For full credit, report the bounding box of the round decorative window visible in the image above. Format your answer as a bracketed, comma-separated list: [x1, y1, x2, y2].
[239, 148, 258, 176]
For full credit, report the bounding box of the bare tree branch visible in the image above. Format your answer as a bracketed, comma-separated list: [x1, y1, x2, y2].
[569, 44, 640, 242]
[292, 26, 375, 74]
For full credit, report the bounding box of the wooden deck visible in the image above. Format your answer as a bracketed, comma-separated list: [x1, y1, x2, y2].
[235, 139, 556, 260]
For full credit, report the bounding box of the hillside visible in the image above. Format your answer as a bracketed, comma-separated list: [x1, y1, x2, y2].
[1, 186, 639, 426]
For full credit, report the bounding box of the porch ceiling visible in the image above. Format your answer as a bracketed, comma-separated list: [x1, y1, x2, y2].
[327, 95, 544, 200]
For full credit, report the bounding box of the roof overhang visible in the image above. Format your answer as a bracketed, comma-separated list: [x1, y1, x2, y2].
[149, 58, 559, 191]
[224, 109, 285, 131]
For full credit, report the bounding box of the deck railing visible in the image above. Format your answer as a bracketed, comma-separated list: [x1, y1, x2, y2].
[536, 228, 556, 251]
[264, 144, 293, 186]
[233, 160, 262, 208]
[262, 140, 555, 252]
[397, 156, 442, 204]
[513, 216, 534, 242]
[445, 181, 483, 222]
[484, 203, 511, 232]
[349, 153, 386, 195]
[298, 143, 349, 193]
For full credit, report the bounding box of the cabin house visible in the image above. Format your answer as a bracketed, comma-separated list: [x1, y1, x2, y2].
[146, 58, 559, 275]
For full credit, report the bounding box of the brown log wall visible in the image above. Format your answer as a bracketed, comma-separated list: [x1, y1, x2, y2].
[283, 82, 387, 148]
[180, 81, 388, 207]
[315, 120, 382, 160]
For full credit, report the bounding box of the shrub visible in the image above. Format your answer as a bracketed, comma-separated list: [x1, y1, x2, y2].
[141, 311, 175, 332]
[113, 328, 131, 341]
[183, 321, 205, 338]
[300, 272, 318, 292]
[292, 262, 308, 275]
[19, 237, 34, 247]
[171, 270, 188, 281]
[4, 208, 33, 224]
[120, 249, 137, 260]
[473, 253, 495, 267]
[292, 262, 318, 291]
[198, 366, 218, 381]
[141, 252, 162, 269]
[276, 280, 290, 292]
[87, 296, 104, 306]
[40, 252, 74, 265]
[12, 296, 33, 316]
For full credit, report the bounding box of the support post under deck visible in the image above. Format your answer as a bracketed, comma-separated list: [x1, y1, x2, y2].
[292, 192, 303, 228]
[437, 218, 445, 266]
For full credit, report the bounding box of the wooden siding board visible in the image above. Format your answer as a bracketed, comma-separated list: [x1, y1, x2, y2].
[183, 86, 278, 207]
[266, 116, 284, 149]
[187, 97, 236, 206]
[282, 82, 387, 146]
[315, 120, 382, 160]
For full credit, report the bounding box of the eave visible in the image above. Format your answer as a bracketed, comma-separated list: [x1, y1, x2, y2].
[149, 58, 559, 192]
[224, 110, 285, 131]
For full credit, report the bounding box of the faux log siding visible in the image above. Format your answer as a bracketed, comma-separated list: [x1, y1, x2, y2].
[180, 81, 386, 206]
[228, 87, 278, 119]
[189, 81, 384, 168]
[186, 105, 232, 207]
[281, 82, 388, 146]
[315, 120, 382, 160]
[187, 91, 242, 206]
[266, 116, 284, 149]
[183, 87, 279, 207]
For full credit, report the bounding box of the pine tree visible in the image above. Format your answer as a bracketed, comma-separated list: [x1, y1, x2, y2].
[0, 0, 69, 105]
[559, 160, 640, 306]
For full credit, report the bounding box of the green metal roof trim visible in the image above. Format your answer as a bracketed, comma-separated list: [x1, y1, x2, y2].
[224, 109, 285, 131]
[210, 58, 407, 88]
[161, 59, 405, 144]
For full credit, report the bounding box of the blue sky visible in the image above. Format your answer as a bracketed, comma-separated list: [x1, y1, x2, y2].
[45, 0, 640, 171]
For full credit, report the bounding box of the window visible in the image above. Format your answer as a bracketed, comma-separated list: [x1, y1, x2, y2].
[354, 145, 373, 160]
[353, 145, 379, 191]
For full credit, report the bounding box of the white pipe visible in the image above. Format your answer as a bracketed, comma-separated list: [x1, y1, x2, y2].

* **TASK TO COMPLETE**
Output an exact copy of the lines from the one holding "For full credit, report the bounding box of the blue" to the last line of the data, inclusive, and nothing beyond that range.

* **RESULT FOR THIS EXERCISE**
For full credit, report the bounding box of the blue sky visible in the image above. Format your answer as a bracketed, comma-separated list: [x1, y1, x2, y2].
[45, 0, 640, 171]
For full credit, report the bounding box of the window visible in the image above. Format your answer as a bracketed, comma-separated list: [x1, y1, x2, y2].
[354, 145, 373, 160]
[353, 145, 379, 191]
For full credit, report the bounding box of the white pipe visible in the image above. Format your answer as a bracketed, comma-separated list: [x1, y1, x2, y2].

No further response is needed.